RiskCoverageMetric

Build a risk-coverage curve from scores and per-sample errors.

Usage

Source

RiskCoverageMetric()

Collects per-sample scores and per-sample residuals across multiple update calls and computes summary area-under-curve values using seapig.risk_coverage.risk_coverage.

Parameters

risk: (generalized, selective) = "generalized"

Which risk definition to use when computing the curve. Must be either 'generalized' or 'selective'.

n_bins: int = 100

Number of bins used to downsample the curve when computing AUC summaries.

error_metric: torchmetrics.Metric | torchmetrics.MetricCollection | None = None

Metric or collection that computes per-sample residuals. It must return a 1-D tensor of shape (batch,) when compute is called.

error_fn: callable or None = None
Deprecated legacy function (preds, target) -> residuals. Use error_metric instead.

Notes

The compute method returns three tensors: rc/auc_empirical, rc/auc_reference, and rc/auc_excess. The last computed complete curve object (RiskCoverage) is available via get_curve.

Examples

import torch
from seapig.metric import RiskCoverageMetric

metric = RiskCoverageMetric(risk="generalized")
preds = torch.rand(50, 1)
target = torch.rand(50, 1)
scores = torch.rand(50)
metric.update(preds, target, scores)
results = metric.compute()
print(results)
_ = metric.get_curve().plot()
{'rc/auc_empirical': tensor(0.2052), 'rc/auc_reference': tensor(0.1323), 'rc/auc_excess': tensor(0.0729)}

Methods

Name Description
compute() Compute AUC summaries for the accumulated risk–coverage curve.
reset() Reset all accumulated state.
update() Store scores and residuals for later curve computation.
get_curve() Return the last computed curve(s), or None if not computed yet.

compute()

Compute AUC summaries for the accumulated risk–coverage curve.

- LISTED ENTRIES
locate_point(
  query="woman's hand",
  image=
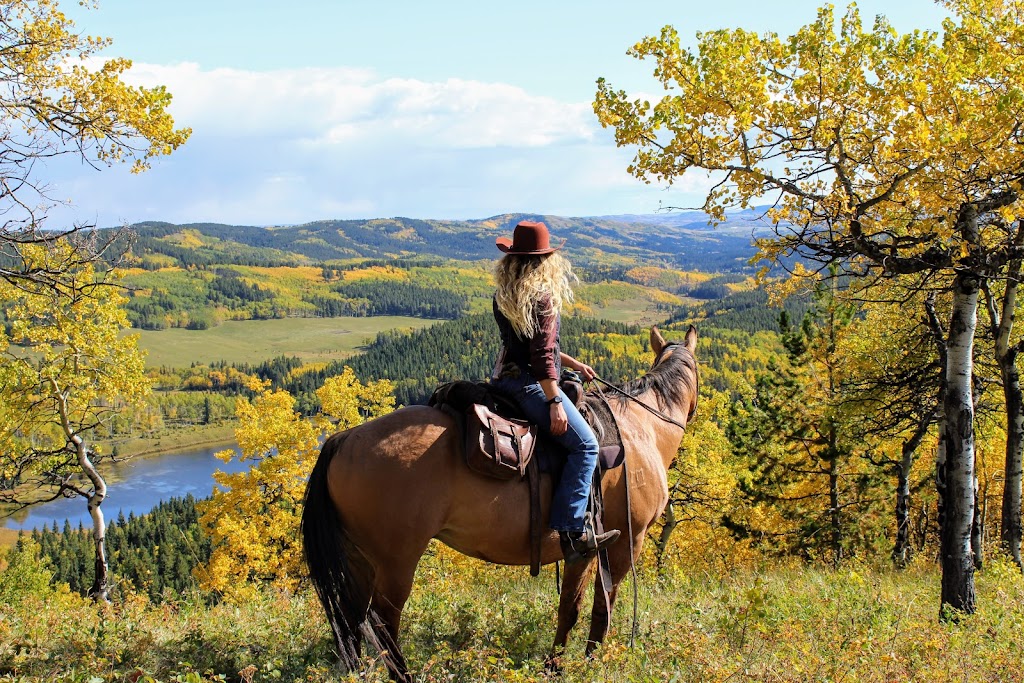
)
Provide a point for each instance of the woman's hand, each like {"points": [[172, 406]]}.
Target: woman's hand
{"points": [[586, 372], [559, 422]]}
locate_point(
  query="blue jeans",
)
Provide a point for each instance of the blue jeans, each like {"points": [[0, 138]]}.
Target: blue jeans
{"points": [[568, 508]]}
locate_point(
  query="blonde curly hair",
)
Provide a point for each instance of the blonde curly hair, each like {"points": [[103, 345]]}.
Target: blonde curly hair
{"points": [[525, 283]]}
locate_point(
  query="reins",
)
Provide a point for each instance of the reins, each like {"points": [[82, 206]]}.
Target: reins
{"points": [[626, 485]]}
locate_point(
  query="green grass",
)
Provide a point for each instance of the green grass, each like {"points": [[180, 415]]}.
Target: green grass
{"points": [[312, 339]]}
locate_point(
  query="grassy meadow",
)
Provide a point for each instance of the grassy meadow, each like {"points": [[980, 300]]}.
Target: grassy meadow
{"points": [[311, 339], [468, 621]]}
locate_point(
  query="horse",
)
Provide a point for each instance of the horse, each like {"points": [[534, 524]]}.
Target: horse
{"points": [[382, 491]]}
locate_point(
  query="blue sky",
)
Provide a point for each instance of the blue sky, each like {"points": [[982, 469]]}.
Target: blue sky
{"points": [[304, 111]]}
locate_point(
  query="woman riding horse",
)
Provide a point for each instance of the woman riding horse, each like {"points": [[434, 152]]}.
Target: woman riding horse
{"points": [[534, 283]]}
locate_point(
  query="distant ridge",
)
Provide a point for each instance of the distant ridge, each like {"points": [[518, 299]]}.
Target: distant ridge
{"points": [[683, 240]]}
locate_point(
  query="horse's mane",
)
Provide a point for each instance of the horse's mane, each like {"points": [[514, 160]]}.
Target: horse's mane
{"points": [[672, 380]]}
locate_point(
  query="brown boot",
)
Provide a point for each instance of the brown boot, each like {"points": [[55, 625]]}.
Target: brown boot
{"points": [[578, 546]]}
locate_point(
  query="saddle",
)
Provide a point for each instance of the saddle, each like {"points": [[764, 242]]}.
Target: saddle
{"points": [[500, 443]]}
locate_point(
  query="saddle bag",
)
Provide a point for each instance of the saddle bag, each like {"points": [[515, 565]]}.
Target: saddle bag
{"points": [[498, 446]]}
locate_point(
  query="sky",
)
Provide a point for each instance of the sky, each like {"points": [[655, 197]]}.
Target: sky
{"points": [[306, 110]]}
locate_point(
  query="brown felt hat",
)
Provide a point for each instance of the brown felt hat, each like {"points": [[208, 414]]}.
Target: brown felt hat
{"points": [[529, 238]]}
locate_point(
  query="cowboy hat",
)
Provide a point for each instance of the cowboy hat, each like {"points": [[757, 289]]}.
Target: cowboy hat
{"points": [[529, 238]]}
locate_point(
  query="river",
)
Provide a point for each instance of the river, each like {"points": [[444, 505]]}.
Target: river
{"points": [[134, 485]]}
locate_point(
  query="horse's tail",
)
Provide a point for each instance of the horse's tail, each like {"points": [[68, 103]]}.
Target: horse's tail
{"points": [[342, 575]]}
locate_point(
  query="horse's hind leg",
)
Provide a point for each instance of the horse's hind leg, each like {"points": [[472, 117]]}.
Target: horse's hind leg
{"points": [[568, 607], [600, 619]]}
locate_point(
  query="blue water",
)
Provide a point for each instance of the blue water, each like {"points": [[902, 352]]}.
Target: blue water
{"points": [[136, 485]]}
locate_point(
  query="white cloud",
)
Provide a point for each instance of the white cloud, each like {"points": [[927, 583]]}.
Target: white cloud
{"points": [[335, 105]]}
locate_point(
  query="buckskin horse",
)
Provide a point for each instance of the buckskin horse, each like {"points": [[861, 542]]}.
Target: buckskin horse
{"points": [[380, 492]]}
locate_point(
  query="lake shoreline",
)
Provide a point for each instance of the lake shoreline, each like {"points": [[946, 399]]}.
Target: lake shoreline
{"points": [[175, 441]]}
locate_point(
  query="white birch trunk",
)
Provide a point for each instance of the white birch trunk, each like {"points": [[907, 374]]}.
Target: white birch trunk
{"points": [[1011, 531], [100, 584]]}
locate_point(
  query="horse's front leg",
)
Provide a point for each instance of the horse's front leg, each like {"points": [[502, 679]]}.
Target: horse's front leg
{"points": [[569, 603]]}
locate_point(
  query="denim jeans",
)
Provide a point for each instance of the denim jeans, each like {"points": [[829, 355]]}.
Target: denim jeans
{"points": [[568, 507]]}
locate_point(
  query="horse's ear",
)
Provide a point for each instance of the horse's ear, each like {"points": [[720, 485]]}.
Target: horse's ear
{"points": [[690, 341], [656, 340]]}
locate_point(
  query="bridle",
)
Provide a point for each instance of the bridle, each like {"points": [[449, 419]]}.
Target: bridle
{"points": [[626, 480], [649, 409]]}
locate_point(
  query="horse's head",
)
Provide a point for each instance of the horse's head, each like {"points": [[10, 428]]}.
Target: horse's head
{"points": [[678, 360]]}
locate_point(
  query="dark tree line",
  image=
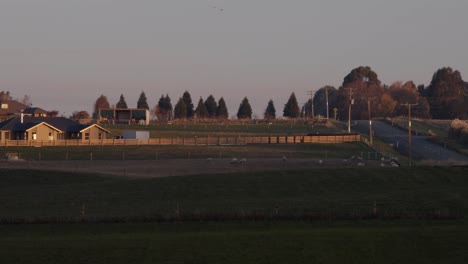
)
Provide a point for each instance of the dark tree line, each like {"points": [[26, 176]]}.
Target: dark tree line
{"points": [[446, 97]]}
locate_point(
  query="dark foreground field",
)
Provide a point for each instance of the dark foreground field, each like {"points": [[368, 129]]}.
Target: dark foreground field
{"points": [[348, 215], [235, 242]]}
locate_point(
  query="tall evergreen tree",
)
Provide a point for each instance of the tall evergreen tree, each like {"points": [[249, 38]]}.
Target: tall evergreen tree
{"points": [[320, 101], [180, 109], [121, 103], [221, 110], [211, 106], [101, 103], [200, 111], [245, 110], [164, 108], [142, 103], [291, 108], [270, 112], [188, 104]]}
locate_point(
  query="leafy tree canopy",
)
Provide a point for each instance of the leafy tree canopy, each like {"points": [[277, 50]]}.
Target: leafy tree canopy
{"points": [[121, 103], [188, 104], [211, 106], [270, 111], [221, 110], [142, 102], [200, 111], [446, 93], [180, 109], [291, 108], [245, 110], [101, 103]]}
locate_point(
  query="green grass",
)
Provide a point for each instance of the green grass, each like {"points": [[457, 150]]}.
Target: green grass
{"points": [[313, 216], [297, 127], [145, 152], [428, 193], [290, 242]]}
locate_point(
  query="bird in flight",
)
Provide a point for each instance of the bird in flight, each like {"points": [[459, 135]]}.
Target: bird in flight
{"points": [[219, 9]]}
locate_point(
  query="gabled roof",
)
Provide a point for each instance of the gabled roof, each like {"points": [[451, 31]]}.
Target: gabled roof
{"points": [[42, 123], [94, 125], [61, 123], [34, 110], [13, 107]]}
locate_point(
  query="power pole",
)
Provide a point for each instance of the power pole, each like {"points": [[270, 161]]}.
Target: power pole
{"points": [[369, 99], [326, 98], [409, 130], [350, 92], [311, 93]]}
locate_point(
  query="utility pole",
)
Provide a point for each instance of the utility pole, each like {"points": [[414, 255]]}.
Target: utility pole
{"points": [[350, 92], [311, 93], [326, 99], [369, 99], [409, 130]]}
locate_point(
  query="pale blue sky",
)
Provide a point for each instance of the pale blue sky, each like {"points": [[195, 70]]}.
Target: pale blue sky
{"points": [[66, 53]]}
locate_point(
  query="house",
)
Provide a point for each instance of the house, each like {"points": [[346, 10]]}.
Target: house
{"points": [[49, 128], [9, 108], [35, 111], [130, 116]]}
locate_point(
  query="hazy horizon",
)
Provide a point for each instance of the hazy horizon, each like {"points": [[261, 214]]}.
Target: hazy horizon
{"points": [[65, 54]]}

- SHORT PROBLEM A
Swap "residuals" for "errors" and give the RiskCoverageMetric documentation again, starting with "error_metric: torchmetrics.Metric |" and going on through "available via get_curve.".
- SHORT PROBLEM B
In the RiskCoverageMetric documentation, what does get_curve() return when no curve has been computed yet?
- SHORT PROBLEM C
Take the RiskCoverageMetric documentation further, starting after its final line.

- RIGHT ANSWER A
error_metric: torchmetrics.Metric | torchmetrics.MetricCollection | None = None

Metric or collection that computes per-sample errors. It must return a 1-D tensor of shape (batch,) when compute is called.

error_fn: callable or None = None
Deprecated legacy function (preds, target) -> errors. Use error_metric instead.

Notes

The compute method returns three tensors: rc/auc_empirical, rc/auc_reference, and rc/auc_excess. The last computed complete curve object (RiskCoverage) is available via get_curve.

- RIGHT ANSWER B
None

- RIGHT ANSWER C
Usage

Source

compute()

Returns a dict with keys rc/auc_empirical, rc/auc_reference, and rc/auc_excess. If multiple residual streams are present, results are prefixed with the corresponding metric name.


reset()

Reset all accumulated state.

Usage

Source

reset()

The generic scores and residuals buffers are cleared, as are any per-metric residual buffers created when error_metric is a MetricCollection. After a reset, accessing a per-metric residual attribute before the next update call will yield an empty tensor. A UserWarning is emitted to make this behaviour explicit.


update()

Store scores and residuals for later curve computation.

Usage

Source

update(preds, target, scores)
Parameters
preds: torch.Tensor

Model outputs and targets. These are passed to error_fn to compute per-sample residuals.

target: torch.Tensor

Model outputs and targets. These are passed to error_fn to compute per-sample residuals.

scores: torch.Tensor
Per-sample uncertainty scores (lower values indicate lower uncertainty).

get_curve()

Return the last computed curve(s), or None if not computed yet.

Usage

Source

get_curve(metric_name=None)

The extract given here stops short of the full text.